SEOUL (Reuters) - South Korean President Moon Jae-in expressed guarded hope for the country’s fight against the coronavirus on Monday, saying a downward trend in new infections could lead to a phase of stability, but he warned that it was too early to be optimistic.
The Korea Centers for Disease Control and Prevention reported 165 new coronavirus cases, bringing the national tally to 7,478, while the death toll rose by one to 51.
The numbers showed the rate of increase in new infections fell to its lowest level in 11 days in one of the most severely affected countries outside mainland China.
Moon said South Korea can enter the “phase of stability” soon if it continues to reduce the number of new cases.
“We must maintain this trend,” he told a meeting of senior aides. “We’ve come this far thanks to the citizens who were united and cooperated well with the government.
“But it’s too early to be optimistic... Please be a little bit more patient and stay away from mass gatherings such as religious events.”
Health authorities say the number of new infections being identified has dwindled as most of the roughly 200,000 followers of a fringe Christian church at the centre of the epidemic in the hard-hit southeastern city of Daegu have now been tested.
Prime Minister Chung Sye-kyun also said at a separate meeting that he was still extremely cautious but “there’s hope we can reach a turning point in the near future”.

[Extracted data entries]

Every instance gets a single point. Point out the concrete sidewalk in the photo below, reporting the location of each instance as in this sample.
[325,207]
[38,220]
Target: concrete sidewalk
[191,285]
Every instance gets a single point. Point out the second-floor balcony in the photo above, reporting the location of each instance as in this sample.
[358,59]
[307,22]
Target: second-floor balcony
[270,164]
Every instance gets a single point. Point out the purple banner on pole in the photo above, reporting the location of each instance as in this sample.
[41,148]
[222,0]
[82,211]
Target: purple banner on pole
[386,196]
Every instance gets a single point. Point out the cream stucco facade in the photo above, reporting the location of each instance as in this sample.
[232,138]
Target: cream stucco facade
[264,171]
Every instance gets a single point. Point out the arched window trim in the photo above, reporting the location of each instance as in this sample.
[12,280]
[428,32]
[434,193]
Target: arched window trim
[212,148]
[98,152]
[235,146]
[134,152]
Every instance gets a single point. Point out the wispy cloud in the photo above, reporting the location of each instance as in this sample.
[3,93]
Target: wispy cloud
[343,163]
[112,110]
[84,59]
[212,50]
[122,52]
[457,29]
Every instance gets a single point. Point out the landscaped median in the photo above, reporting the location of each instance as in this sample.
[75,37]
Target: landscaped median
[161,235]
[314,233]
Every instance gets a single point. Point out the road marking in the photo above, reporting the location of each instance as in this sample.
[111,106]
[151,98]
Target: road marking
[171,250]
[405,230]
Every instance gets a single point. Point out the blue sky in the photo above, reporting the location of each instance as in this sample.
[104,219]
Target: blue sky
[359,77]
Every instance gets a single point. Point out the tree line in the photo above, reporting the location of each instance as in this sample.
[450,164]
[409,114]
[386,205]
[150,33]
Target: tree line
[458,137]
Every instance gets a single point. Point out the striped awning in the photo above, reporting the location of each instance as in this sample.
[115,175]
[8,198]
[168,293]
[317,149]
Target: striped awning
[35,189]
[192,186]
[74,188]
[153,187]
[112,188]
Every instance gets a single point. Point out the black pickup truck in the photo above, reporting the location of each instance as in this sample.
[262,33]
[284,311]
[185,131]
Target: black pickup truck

Exercise requirements »
A - Answer these questions from the report on South Korea's coronavirus outbreak:
(i) How many new cases did the Korea Centers for Disease Control and Prevention report?
(ii) Roughly how many followers does the fringe Christian church in Daegu have?
(iii) What kind of gatherings did Moon ask people to stay away from?
B - Write a continuation of the report on South Korea's coronavirus outbreak, starting after its final sentence.
The listing plays no part in this work.

Answer set »
A -
(i) 165 new cases.
(ii) Roughly 200,000 followers.
(iii) Mass gatherings such as religious events.

B -
U.S. Forces Korea (USFK) reported a new case, bringing the total to eight cases among soldiers, employees or people related to the roughly 28,500 U.S. troops stationed in South Korea.
South Korea started rationing surgical masks on Monday after imposing an export ban amid panic buying. Dozens of people were seen lining up outside pharmacies across the country.
Mutual travel restrictions imposed by South Korea and Japan also took effect, an issue that rekindled a diplomatic and economic feud between the old foes.
South Korea suspended visas and visa waivers for Japan on Friday, after Tokyo announced travel restrictions, joining more than 100 other countries limiting arrivals from South Korea.
The dispute, together with oil price swings, sent South Korean shares and the won sharply lower and prompted the finance ministry to issue a verbal warning against disorderly market movement.
A series of K-pop concerts planned in Japan has been called off or postponed, including by Super Junior, Stray Kids and CJ ENM which had planned a major annual festival featuring TWICE and IZ*ONE.
Korean Air, which had previously operated 17 flights to Japan, said it had stopped all but one between Seoul and Tokyo, while Asiana Airlines halted all of its 11 Japanese routes for the first time since it started flying to Japan 30 years ago, company officials said.